» GIVEN EXERCISE
Repeat the entries that follow verbatim, without any of their pictures.

============================================================

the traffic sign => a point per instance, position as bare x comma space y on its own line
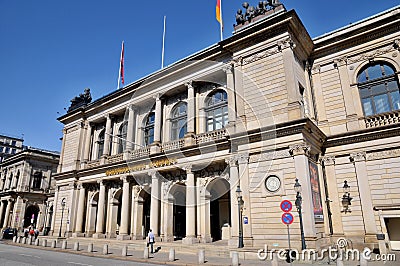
287, 218
286, 206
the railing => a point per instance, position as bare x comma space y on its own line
92, 164
172, 145
211, 136
382, 119
143, 152
115, 158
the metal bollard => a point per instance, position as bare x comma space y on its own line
90, 247
235, 258
64, 245
171, 255
105, 249
146, 253
124, 251
202, 256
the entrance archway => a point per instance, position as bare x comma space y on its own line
31, 214
220, 211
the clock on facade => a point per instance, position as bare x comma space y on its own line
272, 183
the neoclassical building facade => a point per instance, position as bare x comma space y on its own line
27, 189
257, 111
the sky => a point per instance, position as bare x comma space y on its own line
51, 50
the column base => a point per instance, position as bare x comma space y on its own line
78, 234
98, 235
190, 240
123, 237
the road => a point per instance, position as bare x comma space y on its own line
13, 255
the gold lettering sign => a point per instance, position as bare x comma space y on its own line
140, 167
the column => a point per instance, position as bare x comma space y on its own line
191, 118
190, 207
234, 182
88, 142
155, 203
294, 104
359, 161
243, 161
100, 211
351, 115
7, 214
80, 211
300, 153
230, 86
131, 125
331, 183
123, 229
107, 135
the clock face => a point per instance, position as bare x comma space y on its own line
272, 183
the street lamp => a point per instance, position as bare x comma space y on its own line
346, 199
299, 199
62, 215
240, 209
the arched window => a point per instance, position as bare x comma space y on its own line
217, 110
100, 144
37, 180
122, 134
179, 121
149, 129
379, 89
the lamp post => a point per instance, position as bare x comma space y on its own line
240, 210
62, 215
299, 199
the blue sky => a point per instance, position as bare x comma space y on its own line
50, 50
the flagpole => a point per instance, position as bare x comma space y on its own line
163, 47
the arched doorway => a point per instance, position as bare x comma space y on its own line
220, 211
31, 215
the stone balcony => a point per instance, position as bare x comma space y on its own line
382, 119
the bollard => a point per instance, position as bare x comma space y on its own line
105, 249
146, 253
202, 256
171, 255
90, 247
124, 251
235, 258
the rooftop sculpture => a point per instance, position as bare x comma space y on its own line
252, 12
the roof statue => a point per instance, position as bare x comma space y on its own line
252, 12
81, 100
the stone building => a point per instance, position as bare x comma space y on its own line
27, 189
256, 110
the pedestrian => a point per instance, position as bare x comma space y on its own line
151, 240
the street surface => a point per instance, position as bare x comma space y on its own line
13, 255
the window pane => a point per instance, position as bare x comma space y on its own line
374, 72
396, 100
367, 105
382, 103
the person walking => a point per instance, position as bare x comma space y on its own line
151, 240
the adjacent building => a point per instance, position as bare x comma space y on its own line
27, 189
250, 114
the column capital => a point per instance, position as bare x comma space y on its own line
358, 156
299, 149
328, 160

============================================================

» TASK RESPONSE
the traffic sign => a point per instance, position as bare x comma space y on its own line
287, 218
286, 206
the railing => a point per instance, position as bare x comma space y on its own line
92, 164
172, 145
211, 136
382, 119
143, 152
115, 158
the metal bollard => a point per instance, position as bare x comma space y on its own line
90, 247
235, 258
64, 245
171, 255
105, 249
146, 253
124, 251
202, 256
the entrance archway => a point per instance, position as bare x comma space y on its own line
31, 214
220, 211
the clock on facade => a point per instance, position as bare x comma space y on its own line
272, 183
the neoclassical building facade => a point per instance, position as bare x comma space y on its own line
27, 189
257, 111
the sky => a point per instance, position as bare x comma space y on its own line
51, 50
the column base => a point per instance, position as bare x comma space y on its own line
78, 234
98, 235
190, 240
123, 237
the road => a point per instance, position as bare x comma space y on its own line
13, 255
the gold lettering sign => a point per instance, position as bare x comma space y on its own line
140, 167
the column => a point per instance, position as bare x comma space y on its own line
191, 118
190, 207
234, 182
88, 142
155, 203
294, 104
359, 161
243, 161
100, 211
351, 115
7, 214
80, 211
300, 153
230, 86
131, 125
331, 183
123, 229
107, 135
the clock face => a point per instance, position as bare x comma space y on its own line
272, 183
the street lamp => a point per instance, position as bare x comma space y on its own line
346, 199
299, 199
62, 215
240, 209
the arched window => a point per instance, position as bare x comma space y on its own line
217, 110
100, 144
37, 180
122, 134
179, 121
149, 129
379, 89
the lamp post => a point per instance, position as bare x comma space y on its own line
240, 210
62, 215
299, 199
the blue sky => a point per instance, position as bare x comma space y on its own line
50, 50
the flagpole => a point per instance, position as bare x comma space y on its own line
163, 47
the arched doorway => a point per instance, position as bare x comma space y on its own line
220, 211
31, 215
the stone balcony => a point per instance, position as bare x comma space y on its own line
382, 119
the bollard => a point per instance, position as bare x comma space y on its own line
105, 249
146, 253
202, 256
171, 255
90, 247
124, 251
235, 258
the rooftop sculpture => a point per instance, position as bare x comma space y on its own line
252, 12
the roof statue => a point per instance, position as bare x comma space y on its own line
252, 12
81, 100
the stone building => a point per instance, position as bare x comma space y on its own line
27, 189
256, 110
the pedestrian => a point per instance, position as bare x comma space y on its own line
151, 240
the street surface => a point per instance, position as bare x comma space y on its own line
13, 255
the window pane => a point per instance, position as bare x comma space y on its own line
374, 72
396, 100
367, 105
382, 103
the person walking => a point per instance, position as bare x comma space y on its own line
151, 240
the adjacent building => a point per instance, position as bare x comma space y on its own line
27, 189
250, 114
the column capital => a point per instance, position as bare x comma space y on its own line
358, 156
299, 149
328, 160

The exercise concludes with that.